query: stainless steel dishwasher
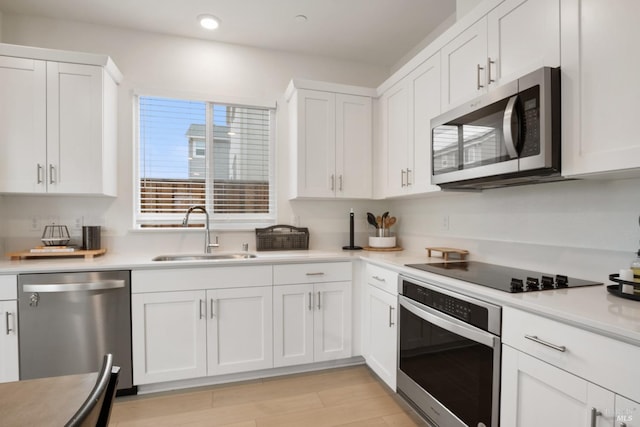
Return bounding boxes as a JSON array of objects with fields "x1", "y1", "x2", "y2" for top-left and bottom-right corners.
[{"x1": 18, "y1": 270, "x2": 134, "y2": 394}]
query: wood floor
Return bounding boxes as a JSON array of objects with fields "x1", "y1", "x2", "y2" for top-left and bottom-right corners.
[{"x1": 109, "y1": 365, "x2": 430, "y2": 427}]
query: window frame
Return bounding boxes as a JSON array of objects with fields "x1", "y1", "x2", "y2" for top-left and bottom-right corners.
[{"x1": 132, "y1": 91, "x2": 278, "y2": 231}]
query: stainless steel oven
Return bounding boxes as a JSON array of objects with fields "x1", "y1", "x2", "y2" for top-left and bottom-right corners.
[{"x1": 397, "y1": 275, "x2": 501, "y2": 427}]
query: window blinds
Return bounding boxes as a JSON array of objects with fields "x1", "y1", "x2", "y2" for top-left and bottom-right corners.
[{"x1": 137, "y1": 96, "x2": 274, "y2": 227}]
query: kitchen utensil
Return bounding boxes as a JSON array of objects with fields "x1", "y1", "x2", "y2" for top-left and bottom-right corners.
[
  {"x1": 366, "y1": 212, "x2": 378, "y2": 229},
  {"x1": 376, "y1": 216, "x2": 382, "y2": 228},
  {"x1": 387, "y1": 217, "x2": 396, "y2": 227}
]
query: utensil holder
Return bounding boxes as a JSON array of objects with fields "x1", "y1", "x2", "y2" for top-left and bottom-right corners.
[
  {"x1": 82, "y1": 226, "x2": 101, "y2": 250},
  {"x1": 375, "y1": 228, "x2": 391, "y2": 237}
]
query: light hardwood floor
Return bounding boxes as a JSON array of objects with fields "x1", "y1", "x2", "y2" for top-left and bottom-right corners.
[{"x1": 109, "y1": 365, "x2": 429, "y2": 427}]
* * *
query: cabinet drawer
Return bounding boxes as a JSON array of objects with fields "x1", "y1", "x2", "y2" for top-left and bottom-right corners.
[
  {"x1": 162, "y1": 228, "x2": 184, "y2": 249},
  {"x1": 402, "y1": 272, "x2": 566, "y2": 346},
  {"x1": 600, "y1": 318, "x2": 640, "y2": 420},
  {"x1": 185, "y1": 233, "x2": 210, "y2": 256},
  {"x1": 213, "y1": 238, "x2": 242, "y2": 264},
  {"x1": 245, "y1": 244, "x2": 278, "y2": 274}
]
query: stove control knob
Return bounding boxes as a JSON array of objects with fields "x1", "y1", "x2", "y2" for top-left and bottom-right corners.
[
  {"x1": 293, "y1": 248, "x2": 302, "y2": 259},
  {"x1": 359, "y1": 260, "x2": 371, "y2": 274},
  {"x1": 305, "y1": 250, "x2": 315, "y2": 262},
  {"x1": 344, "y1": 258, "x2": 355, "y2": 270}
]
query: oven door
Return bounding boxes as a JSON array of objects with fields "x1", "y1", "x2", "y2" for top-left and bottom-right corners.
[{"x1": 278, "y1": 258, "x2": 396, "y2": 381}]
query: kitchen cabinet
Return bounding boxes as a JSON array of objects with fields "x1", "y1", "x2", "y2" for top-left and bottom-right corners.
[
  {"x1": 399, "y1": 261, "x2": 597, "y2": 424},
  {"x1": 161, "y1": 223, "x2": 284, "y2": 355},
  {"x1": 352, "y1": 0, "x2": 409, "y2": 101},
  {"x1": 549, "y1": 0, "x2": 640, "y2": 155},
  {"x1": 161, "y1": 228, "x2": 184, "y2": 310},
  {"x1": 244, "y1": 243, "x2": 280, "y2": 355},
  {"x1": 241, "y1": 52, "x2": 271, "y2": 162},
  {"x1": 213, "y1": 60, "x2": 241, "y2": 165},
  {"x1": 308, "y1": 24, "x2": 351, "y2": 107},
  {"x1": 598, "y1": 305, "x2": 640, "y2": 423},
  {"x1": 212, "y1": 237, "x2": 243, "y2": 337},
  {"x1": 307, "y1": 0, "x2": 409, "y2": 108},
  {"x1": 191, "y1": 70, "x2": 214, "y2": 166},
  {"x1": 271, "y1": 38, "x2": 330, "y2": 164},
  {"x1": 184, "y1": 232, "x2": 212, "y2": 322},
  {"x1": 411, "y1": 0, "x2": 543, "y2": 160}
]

• _Your instructions_: Set out every line from the material that contains the string "steel".

• _Exercise solution_:
query: stainless steel dishwasher
query: stainless steel oven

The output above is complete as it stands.